* BEGIN Text shown *
# tivoftpd problems



## trickyech (Aug 13, 2002)

I'm trying to transfer some files to my tivo using tivoftpd but am running into a problem.

I used Steve Jenkins guide to install turbonet in my T60 and all went great.

I have the copy of tivoftpd from his bootcd in /var/hack/bin. It starts up ok and I'm able to login from my windows machine via the command line ftp. When I try to send a file though I get this error:

"503 Only ASCII and binary modes are supported"

I get this error even after I manually set the transfer mode to ascii by doing "ftp>ascii"

Anyone have any thoughts as to why tivoftpd is doing this?

tricky


----------



## Prof. Yaffle (Aug 2, 2002)

I'm sure you shoud be transferring files in Binary mode not ascii. Try typing "bin" followed by enter and then try transferring.


----------



## Piggers (Dec 17, 2003)

Try using a ftp client. I use smartftp and cuteftp.


----------



## Prof. Yaffle (Aug 2, 2002)

Personally I've found Filezilla to be the most reliable Windows ftp software with TiVo. Just remember to set it to binary not auto and make sure it's set for single connection. Also don't forget to Disconnect before closing it otherwise you'll need to restart ftp on TiVo


----------



## Alessan (Feb 23, 2002)

where can I get the tfp program. I am a newbie to doing ftp on tivo and would to try to set it up.


----------



## Piggers (Dec 17, 2003)

It is no different then doing ftping to a computer or server. Try smartftp, wfsftp, cuteftp, filezilla, bulletproof.....
* END Text shown *
* BEGIN Data *
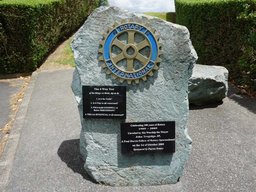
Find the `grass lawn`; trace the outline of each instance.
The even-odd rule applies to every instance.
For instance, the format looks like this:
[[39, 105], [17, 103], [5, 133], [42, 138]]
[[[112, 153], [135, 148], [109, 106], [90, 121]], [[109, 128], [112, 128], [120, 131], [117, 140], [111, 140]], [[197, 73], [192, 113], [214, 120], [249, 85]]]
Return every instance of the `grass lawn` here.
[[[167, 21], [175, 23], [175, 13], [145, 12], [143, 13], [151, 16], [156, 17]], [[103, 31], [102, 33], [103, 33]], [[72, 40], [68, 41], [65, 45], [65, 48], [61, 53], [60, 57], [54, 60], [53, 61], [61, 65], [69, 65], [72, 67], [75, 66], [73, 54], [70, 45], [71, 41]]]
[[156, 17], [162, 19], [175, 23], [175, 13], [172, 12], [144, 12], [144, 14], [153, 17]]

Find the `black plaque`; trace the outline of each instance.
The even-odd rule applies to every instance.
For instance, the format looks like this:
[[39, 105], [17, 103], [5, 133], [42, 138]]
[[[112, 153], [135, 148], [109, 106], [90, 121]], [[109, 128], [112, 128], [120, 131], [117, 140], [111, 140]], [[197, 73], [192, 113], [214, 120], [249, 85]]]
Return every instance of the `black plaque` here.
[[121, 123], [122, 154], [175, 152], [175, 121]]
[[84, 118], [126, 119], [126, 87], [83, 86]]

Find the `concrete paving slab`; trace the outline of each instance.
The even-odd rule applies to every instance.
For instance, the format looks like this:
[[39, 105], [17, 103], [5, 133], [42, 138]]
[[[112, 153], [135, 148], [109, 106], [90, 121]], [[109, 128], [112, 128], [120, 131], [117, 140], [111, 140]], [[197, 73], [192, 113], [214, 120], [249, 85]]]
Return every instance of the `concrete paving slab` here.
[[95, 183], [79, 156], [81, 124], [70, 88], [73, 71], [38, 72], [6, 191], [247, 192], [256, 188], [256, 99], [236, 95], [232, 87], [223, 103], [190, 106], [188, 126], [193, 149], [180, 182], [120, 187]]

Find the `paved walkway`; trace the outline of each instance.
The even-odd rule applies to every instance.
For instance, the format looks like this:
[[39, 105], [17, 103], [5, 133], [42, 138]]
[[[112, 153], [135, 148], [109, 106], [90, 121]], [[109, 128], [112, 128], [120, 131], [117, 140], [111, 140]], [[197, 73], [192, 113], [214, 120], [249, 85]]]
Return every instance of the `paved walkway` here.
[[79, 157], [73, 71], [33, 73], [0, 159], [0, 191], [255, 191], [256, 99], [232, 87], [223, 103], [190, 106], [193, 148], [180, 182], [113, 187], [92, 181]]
* END Data *
* BEGIN Data *
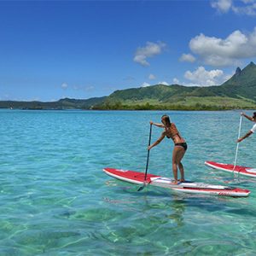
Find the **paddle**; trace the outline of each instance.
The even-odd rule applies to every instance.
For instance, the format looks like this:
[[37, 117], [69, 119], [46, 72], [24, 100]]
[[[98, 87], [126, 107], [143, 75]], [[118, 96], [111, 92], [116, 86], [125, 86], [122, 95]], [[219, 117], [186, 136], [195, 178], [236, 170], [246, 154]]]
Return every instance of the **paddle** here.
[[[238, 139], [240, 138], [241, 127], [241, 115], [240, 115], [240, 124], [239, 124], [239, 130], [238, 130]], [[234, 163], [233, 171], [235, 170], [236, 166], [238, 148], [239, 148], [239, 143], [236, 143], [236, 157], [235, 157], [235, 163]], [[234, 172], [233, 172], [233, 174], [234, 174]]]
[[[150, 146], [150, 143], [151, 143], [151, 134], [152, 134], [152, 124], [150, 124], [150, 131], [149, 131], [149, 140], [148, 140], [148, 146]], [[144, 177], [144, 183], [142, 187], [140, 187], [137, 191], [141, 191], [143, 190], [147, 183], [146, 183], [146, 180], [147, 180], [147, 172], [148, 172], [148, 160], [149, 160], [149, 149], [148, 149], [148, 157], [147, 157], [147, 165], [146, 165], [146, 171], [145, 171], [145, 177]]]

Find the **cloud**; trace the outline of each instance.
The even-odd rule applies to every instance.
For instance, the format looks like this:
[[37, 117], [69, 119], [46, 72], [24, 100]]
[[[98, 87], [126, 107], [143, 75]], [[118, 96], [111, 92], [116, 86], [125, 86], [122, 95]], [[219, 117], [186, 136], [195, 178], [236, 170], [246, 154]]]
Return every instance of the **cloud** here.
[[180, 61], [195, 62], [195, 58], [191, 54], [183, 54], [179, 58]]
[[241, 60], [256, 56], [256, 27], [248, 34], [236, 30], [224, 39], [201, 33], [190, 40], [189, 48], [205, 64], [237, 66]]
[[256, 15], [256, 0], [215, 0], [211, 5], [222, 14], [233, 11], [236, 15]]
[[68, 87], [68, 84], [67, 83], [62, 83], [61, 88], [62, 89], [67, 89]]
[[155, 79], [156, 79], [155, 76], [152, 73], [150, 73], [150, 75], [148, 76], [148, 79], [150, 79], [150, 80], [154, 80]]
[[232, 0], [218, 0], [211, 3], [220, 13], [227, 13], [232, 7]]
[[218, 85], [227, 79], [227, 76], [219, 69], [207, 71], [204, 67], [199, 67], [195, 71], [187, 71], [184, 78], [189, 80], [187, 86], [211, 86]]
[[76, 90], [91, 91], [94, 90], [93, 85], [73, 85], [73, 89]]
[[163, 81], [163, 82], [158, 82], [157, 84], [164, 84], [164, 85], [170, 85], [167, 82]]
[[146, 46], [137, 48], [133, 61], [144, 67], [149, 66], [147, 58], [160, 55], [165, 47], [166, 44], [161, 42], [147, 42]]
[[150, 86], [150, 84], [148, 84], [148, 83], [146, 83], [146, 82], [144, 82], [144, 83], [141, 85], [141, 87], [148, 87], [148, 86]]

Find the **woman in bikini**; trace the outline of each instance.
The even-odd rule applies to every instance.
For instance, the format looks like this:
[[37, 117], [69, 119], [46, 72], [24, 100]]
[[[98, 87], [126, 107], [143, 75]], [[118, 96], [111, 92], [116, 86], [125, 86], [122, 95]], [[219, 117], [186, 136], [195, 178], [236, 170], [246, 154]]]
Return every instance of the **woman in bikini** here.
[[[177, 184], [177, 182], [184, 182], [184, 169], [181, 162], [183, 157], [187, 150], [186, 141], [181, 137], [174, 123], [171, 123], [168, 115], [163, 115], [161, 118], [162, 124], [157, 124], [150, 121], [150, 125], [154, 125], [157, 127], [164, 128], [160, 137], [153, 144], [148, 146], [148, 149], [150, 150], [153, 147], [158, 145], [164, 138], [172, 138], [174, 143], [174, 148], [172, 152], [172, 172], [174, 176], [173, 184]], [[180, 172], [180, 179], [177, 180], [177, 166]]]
* END Data *
* BEGIN Data *
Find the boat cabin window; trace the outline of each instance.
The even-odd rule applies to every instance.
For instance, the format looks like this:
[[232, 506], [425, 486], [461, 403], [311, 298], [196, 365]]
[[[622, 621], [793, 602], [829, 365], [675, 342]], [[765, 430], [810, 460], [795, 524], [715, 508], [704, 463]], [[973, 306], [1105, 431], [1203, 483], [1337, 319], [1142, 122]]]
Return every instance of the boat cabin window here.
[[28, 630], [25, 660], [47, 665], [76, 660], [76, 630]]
* END Data *
> Short exercise:
Rewrite the tivoftpd thread from "I get this error even" up to and including "then try transferring.", putting "sending" wherever "transferring" appears.

> Final answer:
I get this error even after I manually set the transfer mode to ascii by doing "ftp>ascii"

Anyone have any thoughts as to why tivoftpd is doing this?

tricky


----------



## Prof. Yaffle (Aug 2, 2002)

I'm sure you shoud be sending files in Binary mode not ascii. Try typing "bin" followed by enter and then try sending.